What you have to do » Where the material below has a line containing "Target: palm plant", start repeating exactly, and keep going through the line containing "Annotation guideline: every instance of the person's", with no other lines.

☆ ☆ ☆ ☆

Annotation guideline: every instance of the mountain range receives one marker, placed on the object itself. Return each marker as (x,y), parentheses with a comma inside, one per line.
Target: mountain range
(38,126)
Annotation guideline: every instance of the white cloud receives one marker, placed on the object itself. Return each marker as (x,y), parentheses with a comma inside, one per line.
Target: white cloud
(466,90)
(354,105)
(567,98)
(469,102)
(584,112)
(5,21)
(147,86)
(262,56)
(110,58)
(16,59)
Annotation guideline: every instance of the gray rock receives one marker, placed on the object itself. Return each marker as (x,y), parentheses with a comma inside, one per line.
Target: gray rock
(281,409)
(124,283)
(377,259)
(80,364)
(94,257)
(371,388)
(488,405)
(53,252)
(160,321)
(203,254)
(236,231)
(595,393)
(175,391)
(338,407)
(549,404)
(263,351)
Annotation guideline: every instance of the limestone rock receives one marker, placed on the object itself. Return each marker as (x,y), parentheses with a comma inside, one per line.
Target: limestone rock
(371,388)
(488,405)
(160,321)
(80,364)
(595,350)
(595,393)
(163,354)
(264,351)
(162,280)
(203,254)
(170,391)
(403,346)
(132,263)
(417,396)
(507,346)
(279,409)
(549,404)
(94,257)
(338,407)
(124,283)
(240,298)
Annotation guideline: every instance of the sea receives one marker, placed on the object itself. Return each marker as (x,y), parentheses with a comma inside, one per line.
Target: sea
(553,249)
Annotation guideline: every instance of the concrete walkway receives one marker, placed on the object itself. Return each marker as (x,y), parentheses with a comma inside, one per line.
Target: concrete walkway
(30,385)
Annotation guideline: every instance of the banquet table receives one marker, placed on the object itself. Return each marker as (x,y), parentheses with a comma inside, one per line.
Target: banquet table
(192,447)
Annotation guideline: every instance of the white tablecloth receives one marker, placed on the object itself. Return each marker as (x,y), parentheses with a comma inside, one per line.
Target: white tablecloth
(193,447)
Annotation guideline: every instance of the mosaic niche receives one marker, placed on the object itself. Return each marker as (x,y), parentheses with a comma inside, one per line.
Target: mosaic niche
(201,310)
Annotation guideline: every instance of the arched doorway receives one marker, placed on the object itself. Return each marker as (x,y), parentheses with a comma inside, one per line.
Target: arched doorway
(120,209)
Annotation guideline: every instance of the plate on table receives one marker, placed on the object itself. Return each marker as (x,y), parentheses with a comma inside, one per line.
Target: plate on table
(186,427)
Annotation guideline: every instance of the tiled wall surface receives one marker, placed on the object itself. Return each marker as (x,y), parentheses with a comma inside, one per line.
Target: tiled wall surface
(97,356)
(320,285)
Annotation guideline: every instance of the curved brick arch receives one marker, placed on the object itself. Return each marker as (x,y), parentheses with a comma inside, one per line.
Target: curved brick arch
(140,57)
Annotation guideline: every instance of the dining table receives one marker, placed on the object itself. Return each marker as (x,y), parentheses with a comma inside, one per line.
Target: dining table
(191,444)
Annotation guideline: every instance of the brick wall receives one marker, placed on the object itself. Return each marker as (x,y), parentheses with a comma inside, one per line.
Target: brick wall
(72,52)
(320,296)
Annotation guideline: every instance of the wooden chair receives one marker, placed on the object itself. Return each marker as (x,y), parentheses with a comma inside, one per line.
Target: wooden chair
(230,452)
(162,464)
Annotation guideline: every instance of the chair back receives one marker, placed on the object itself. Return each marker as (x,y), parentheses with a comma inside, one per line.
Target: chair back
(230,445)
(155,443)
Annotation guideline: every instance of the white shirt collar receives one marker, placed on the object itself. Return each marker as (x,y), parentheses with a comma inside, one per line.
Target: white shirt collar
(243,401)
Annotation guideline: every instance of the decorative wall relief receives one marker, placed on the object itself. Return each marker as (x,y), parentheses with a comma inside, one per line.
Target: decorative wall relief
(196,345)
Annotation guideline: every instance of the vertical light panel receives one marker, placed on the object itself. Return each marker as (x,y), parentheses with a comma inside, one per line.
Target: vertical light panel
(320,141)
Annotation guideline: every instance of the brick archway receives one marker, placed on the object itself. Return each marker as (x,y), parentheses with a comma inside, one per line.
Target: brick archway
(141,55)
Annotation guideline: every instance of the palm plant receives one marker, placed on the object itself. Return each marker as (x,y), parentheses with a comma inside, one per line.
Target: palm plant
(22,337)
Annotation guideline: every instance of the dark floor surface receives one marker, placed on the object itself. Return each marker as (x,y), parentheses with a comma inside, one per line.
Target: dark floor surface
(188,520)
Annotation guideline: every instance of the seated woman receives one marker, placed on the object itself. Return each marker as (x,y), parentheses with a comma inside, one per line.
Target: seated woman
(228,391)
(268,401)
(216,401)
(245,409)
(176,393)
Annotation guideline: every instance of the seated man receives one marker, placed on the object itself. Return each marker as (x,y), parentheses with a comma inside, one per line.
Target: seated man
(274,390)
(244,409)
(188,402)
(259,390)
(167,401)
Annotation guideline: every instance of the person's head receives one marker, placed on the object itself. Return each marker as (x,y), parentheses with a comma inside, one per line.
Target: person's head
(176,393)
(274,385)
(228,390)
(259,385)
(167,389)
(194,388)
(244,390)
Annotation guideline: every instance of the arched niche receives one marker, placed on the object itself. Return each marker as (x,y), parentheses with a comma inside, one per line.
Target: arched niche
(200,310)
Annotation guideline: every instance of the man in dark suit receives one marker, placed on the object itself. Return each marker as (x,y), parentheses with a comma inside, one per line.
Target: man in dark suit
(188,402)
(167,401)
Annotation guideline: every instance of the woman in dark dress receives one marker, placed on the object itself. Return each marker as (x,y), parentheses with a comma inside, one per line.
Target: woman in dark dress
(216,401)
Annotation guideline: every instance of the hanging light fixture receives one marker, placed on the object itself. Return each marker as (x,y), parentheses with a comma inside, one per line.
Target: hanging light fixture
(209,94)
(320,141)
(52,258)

☆ ☆ ☆ ☆

Task response »
Target: palm plant
(22,337)
Annotation guideline: every instance of the dark floor surface receives one marker, placed on the object itself. Return each marker as (x,y), parentheses with a comma inside, one per line.
Target: dark floor surface
(188,520)
Annotation guideline: every instance of the seated woman receives one marker, placed on the object itself. Return each marker as (x,y), parentheses with a comma inside, one per line.
Target: seated woman
(228,391)
(268,401)
(216,401)
(245,409)
(176,393)
Annotation guideline: every instance of the seated man receives one marker, placed on the object itself. Return each marker as (x,y), parentheses with a comma inside, one per line.
Target: seated man
(274,390)
(244,409)
(188,402)
(259,390)
(167,401)
Annotation guideline: every instance of the person's head receives one marker, placed on the object itself. Return each marker as (x,y), parentheses with a comma inside, one per line.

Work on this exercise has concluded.